Put every line of the records below into a Markdown table with two columns, Row and Line, numbering the rows and skipping blank lines. Leave the pictures out of the answer.

## INPUT DATA
_ _ _ _ _

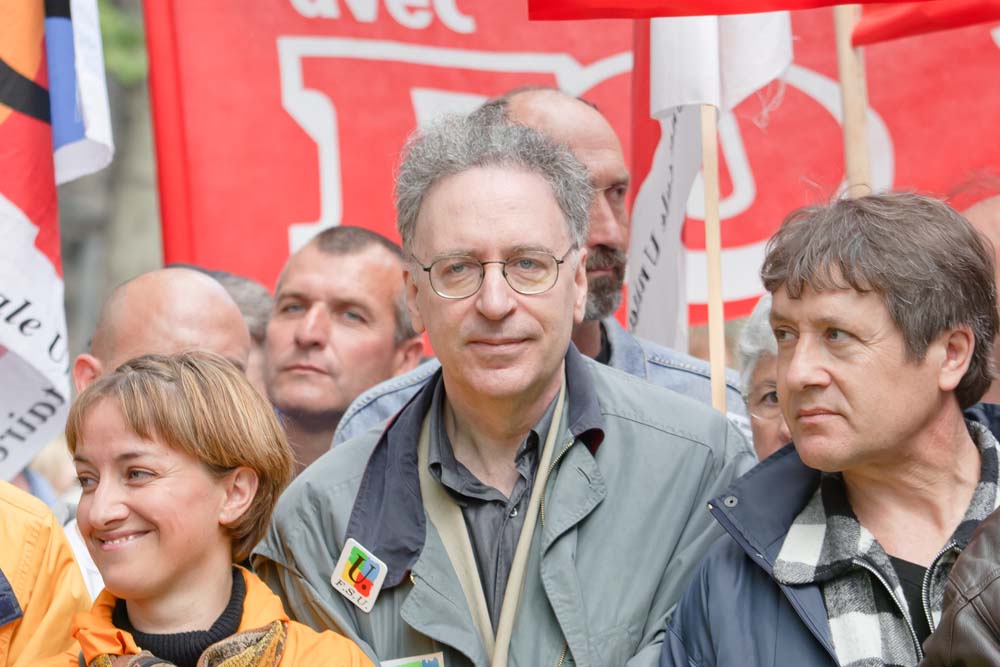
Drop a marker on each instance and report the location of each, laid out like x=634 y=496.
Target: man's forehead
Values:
x=490 y=210
x=312 y=268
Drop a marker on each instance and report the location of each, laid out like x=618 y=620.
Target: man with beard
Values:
x=578 y=125
x=528 y=506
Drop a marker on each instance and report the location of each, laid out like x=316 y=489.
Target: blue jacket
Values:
x=622 y=530
x=734 y=613
x=654 y=363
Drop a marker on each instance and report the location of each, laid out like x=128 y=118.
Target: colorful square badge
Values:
x=358 y=575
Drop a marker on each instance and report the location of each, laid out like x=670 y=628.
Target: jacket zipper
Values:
x=902 y=611
x=552 y=466
x=925 y=591
x=541 y=512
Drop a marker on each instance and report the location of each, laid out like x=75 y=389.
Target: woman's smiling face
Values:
x=150 y=514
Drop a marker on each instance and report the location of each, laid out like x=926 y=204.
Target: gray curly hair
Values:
x=486 y=138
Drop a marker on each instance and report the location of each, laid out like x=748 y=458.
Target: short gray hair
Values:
x=349 y=240
x=486 y=139
x=931 y=268
x=756 y=341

_ _ _ _ _

## OUTPUT BELOW
| Row | Line |
|---|---|
| 1 | Drop a marker on each instance and report the location of each, laid out like x=634 y=496. |
| 2 | Target: man's forehead |
| 3 | Values: |
| 4 | x=490 y=210 |
| 5 | x=312 y=268 |
| 6 | Drop a marker on each instance and report the location of each, laid out like x=618 y=620. |
| 7 | Target: man with beard |
| 8 | Values: |
| 9 | x=578 y=125 |
| 10 | x=528 y=506 |
| 11 | Drop a marker on each instance and report the location of each, laid out like x=316 y=489. |
| 12 | Target: blue jacket |
| 13 | Values: |
| 14 | x=622 y=530 |
| 15 | x=734 y=613 |
| 16 | x=654 y=363 |
| 17 | Drop a marker on each instance and report the location of each, laid out like x=128 y=118. |
| 18 | Target: colorful square badge |
| 19 | Values: |
| 20 | x=358 y=575 |
| 21 | Drop a marker on each instance and report the location of each, laid out like x=670 y=628. |
| 22 | Target: jacket zipper |
| 23 | Values: |
| 24 | x=902 y=611 |
| 25 | x=552 y=466 |
| 26 | x=925 y=591 |
| 27 | x=541 y=512 |
| 28 | Drop a marker on each instance and report the location of each, laid out like x=75 y=389. |
| 29 | Target: woman's smiling face |
| 30 | Values: |
| 31 | x=150 y=514 |
| 32 | Drop a marker on each instance and report the location of each, laid out like x=926 y=204. |
| 33 | Target: gray curly hair |
| 34 | Values: |
| 35 | x=486 y=138 |
| 36 | Drop a marker on each instance and report the location of each, laid out like x=748 y=458. |
| 37 | Target: short gray hair |
| 38 | Values: |
| 39 | x=349 y=240 |
| 40 | x=486 y=139 |
| 41 | x=931 y=268 |
| 42 | x=756 y=341 |